:: DIRECTIONS ::
Every record should be written out exactly, please.

[Phrase grounding data]
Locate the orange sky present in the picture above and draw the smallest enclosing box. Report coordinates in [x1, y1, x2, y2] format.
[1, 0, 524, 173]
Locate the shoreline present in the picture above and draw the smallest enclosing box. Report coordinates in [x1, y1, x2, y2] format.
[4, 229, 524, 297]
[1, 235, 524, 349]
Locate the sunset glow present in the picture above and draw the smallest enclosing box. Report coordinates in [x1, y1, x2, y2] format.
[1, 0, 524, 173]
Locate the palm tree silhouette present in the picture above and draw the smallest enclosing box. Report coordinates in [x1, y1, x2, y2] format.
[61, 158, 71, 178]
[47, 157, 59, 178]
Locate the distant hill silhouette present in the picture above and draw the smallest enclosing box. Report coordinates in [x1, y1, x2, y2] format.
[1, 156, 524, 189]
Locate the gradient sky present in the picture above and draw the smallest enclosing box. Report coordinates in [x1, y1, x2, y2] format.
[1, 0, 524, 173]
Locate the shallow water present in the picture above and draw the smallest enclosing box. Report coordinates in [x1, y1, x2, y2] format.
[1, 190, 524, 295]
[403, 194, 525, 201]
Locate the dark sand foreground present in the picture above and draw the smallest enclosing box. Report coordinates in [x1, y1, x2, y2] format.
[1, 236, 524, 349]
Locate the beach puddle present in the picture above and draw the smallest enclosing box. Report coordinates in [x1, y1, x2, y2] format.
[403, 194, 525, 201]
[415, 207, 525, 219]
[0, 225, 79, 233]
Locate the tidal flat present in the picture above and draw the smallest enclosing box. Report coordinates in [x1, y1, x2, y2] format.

:: WRITTEN RESPONSE ::
Locate the orange sky present in the picture above and draw the smallest enclosing box. Report coordinates in [x1, y1, x2, y2] format.
[1, 0, 524, 173]
Locate the shoreline present in the picture above and draw the smallest enclosing box. Report coordinates in [x1, y1, x2, y2] format.
[4, 229, 524, 297]
[1, 235, 524, 349]
Locate the sunset glow present in the picture above and draw the smallest enclosing box. Report coordinates in [x1, y1, x2, y2] format.
[1, 0, 524, 173]
Locate the palm tree silhouette present in the picture above and draw the smallest enclosing box. Report coordinates in [x1, y1, x2, y2] format.
[61, 158, 71, 178]
[47, 157, 59, 178]
Locate the distant hill silhouette present in the picture above and draw the smallest enclosing box. Report coordinates in [x1, y1, x2, y2] format.
[1, 156, 524, 189]
Locate the gradient sky present in the picture above and draw the smallest enclosing box. Report coordinates in [x1, y1, x2, y2] format.
[1, 0, 524, 173]
Locate the shallow water present in the picture above and draw the smallest enclosing box. Report coordinates in [x1, y1, x2, y2] format.
[1, 190, 524, 295]
[403, 194, 525, 201]
Locate the dark sand foreground present in the picture above and draw the smallest enclosing box. Report coordinates in [x1, y1, x2, y2] format.
[1, 236, 524, 349]
Locate the beach puddle present in the picture above and draw the smallest enclosing box. Report coordinates in [x1, y1, x2, y2] format.
[403, 194, 525, 201]
[415, 207, 525, 219]
[0, 225, 79, 233]
Locate the tidal flat present in the picture above and draw the smallest enclosing box. Report coordinates in [x1, y1, x2, y2] format.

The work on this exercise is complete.